WORK TO BE COMPLETED:
Display every line of the data below that contains the string "tree".

--- start ---

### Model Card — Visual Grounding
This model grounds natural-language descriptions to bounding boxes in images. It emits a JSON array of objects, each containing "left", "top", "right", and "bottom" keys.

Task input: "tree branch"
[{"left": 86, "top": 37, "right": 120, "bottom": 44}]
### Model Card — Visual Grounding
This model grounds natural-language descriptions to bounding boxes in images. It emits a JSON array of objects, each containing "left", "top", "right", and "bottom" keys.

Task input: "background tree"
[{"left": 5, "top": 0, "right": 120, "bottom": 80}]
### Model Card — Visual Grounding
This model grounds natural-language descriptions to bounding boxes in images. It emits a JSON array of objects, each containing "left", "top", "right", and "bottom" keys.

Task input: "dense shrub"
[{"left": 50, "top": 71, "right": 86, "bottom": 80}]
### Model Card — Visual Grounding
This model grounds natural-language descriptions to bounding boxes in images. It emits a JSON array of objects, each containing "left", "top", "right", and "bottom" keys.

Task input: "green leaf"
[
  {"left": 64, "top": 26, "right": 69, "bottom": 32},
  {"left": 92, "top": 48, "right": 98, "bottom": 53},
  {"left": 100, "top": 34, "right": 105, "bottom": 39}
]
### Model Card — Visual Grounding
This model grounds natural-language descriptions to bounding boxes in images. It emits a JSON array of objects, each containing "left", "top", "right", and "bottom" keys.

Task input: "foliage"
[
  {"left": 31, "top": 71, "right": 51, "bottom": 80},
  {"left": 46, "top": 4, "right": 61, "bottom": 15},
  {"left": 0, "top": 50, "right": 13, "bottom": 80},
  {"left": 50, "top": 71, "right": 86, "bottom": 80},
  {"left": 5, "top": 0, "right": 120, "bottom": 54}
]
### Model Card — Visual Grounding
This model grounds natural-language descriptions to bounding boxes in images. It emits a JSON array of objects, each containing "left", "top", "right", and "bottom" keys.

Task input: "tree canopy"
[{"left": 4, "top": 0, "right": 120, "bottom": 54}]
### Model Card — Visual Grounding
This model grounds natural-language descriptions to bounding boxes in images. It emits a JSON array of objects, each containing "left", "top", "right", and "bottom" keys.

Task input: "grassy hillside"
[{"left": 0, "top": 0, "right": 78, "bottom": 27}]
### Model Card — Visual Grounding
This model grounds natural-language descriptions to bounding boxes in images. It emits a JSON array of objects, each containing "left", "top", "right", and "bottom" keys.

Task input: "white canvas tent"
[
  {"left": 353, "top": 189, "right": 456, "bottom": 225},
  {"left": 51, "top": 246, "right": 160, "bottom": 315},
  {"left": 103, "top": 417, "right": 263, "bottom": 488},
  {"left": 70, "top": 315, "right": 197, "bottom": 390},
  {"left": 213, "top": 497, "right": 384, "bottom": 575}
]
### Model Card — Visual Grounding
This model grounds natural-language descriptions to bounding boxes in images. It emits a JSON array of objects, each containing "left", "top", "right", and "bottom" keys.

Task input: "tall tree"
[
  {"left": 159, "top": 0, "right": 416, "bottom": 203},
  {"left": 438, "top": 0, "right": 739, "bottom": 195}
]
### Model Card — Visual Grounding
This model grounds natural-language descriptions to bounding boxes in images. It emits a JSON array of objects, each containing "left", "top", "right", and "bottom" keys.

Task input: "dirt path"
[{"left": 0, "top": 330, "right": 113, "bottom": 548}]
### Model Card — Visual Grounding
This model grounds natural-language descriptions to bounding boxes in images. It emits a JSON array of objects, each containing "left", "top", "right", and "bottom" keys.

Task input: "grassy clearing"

--- end ---

THE REPLY:
Task input: "tree branch"
Task input: "background tree"
Task input: "tree canopy"
Task input: "tall tree"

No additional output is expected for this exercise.